Dataset excerpts on object pointing
★ ★ ★ ★
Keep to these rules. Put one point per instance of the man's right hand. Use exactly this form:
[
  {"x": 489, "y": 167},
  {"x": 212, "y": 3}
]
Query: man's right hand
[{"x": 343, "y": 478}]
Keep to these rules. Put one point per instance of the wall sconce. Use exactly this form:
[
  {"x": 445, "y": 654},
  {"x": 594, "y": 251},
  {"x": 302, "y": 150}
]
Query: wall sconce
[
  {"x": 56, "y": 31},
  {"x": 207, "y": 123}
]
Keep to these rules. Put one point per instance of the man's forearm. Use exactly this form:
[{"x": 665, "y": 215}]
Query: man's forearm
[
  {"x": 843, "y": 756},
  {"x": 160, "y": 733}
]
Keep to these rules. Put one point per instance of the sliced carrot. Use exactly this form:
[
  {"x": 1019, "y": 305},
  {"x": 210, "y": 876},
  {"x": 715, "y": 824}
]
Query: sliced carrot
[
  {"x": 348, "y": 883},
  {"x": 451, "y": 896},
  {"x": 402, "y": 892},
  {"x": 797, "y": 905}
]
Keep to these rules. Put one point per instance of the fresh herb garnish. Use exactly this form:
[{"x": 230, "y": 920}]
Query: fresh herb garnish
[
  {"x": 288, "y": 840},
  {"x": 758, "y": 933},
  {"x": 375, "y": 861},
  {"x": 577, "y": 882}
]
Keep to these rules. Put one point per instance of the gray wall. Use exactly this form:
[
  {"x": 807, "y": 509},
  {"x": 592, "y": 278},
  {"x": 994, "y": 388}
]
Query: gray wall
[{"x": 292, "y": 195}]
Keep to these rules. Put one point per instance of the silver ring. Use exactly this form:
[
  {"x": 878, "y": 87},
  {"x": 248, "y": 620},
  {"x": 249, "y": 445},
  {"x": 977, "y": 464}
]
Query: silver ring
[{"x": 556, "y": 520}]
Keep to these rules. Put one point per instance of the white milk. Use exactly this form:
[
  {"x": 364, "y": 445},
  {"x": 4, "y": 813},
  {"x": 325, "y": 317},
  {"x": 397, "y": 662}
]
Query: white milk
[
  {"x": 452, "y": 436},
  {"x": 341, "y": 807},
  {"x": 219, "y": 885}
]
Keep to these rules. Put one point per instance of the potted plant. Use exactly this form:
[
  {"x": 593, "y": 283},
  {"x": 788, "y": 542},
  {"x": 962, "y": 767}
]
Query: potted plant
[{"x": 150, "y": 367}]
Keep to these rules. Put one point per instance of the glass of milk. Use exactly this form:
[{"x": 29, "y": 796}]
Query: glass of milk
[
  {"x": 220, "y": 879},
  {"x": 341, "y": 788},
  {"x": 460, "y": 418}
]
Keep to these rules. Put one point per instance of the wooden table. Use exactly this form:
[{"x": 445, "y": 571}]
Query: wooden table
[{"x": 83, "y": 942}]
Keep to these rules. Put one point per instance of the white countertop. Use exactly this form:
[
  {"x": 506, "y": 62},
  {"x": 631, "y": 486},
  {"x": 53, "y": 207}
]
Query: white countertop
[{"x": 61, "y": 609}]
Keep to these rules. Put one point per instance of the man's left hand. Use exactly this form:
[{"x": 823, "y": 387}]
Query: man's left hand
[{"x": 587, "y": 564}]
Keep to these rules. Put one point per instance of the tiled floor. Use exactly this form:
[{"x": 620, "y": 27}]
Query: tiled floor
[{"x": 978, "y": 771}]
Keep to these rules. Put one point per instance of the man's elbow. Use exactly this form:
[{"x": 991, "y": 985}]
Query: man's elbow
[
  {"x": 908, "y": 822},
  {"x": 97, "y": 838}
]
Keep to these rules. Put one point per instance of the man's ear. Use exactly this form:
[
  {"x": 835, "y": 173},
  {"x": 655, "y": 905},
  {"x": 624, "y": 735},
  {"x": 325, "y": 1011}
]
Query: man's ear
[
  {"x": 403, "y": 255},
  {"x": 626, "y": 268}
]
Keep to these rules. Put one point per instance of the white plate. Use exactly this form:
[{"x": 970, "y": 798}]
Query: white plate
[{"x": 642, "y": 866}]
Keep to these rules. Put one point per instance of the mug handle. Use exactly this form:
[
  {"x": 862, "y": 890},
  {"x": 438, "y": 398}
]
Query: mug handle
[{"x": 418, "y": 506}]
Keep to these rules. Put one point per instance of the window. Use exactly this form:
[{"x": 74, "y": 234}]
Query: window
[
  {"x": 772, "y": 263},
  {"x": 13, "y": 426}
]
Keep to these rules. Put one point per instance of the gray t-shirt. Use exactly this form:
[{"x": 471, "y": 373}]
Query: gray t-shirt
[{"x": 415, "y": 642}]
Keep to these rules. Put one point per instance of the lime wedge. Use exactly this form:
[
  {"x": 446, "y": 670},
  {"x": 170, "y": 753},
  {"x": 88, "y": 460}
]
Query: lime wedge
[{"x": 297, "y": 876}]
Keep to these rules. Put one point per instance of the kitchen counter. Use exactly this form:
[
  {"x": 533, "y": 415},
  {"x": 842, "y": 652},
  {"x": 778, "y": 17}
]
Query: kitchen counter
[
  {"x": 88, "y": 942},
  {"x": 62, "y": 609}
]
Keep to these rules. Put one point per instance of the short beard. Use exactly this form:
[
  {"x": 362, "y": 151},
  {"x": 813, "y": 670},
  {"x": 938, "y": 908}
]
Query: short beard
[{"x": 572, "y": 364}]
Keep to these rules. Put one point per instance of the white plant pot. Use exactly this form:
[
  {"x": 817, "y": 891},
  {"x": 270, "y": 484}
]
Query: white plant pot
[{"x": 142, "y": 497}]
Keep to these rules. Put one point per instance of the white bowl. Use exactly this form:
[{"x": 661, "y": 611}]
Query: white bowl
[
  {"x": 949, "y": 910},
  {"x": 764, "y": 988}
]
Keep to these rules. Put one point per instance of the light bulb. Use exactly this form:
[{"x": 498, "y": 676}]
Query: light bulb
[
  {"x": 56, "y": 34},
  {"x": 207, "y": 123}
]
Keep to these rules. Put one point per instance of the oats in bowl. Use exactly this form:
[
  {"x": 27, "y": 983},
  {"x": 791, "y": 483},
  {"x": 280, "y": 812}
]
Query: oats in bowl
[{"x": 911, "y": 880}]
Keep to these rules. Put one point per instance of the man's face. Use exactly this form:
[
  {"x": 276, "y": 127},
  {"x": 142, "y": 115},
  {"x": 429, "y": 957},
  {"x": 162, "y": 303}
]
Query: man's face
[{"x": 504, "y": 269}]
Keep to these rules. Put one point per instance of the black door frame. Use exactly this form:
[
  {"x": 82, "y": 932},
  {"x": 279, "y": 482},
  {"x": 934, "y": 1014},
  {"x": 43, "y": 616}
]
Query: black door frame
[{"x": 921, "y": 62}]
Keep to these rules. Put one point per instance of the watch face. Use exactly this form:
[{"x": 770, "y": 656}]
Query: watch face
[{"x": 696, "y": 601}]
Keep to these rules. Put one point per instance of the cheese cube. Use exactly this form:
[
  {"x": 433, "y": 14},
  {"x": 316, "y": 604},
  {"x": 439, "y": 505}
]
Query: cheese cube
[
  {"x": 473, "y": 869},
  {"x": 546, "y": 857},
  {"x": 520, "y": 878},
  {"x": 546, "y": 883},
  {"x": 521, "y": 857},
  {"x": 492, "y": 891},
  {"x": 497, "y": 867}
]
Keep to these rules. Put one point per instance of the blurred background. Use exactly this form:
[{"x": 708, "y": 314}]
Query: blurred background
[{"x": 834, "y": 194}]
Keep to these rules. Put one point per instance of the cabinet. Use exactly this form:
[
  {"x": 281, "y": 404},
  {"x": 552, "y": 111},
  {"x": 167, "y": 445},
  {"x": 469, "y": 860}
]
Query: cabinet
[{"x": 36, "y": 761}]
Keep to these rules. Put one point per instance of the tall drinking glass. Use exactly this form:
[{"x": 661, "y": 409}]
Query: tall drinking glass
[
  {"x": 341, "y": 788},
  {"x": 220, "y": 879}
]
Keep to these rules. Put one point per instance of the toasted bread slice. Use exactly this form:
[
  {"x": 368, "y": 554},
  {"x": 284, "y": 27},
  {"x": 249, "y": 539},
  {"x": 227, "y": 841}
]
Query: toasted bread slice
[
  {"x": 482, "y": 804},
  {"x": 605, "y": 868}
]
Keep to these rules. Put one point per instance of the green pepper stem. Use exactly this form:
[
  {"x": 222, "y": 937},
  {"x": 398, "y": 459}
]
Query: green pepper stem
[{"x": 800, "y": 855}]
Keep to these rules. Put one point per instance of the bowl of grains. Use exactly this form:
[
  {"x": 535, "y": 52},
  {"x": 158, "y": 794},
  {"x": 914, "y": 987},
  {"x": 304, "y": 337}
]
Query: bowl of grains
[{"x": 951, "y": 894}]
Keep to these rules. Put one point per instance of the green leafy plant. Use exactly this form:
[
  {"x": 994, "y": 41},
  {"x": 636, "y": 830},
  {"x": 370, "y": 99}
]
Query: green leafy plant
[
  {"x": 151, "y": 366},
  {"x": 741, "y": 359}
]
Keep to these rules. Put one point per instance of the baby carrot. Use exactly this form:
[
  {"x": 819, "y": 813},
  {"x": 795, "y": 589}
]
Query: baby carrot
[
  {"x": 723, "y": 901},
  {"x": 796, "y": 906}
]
★ ★ ★ ★
**Exercise aim:** Copy out word for word everything from the line containing "of the baby" down to the end of the items.

**Answer to this problem:**
Keep to these rules. Put one point per instance of the baby carrot. Use exactly this form:
[
  {"x": 819, "y": 813},
  {"x": 795, "y": 589}
]
Query: baby carrot
[
  {"x": 723, "y": 901},
  {"x": 796, "y": 906}
]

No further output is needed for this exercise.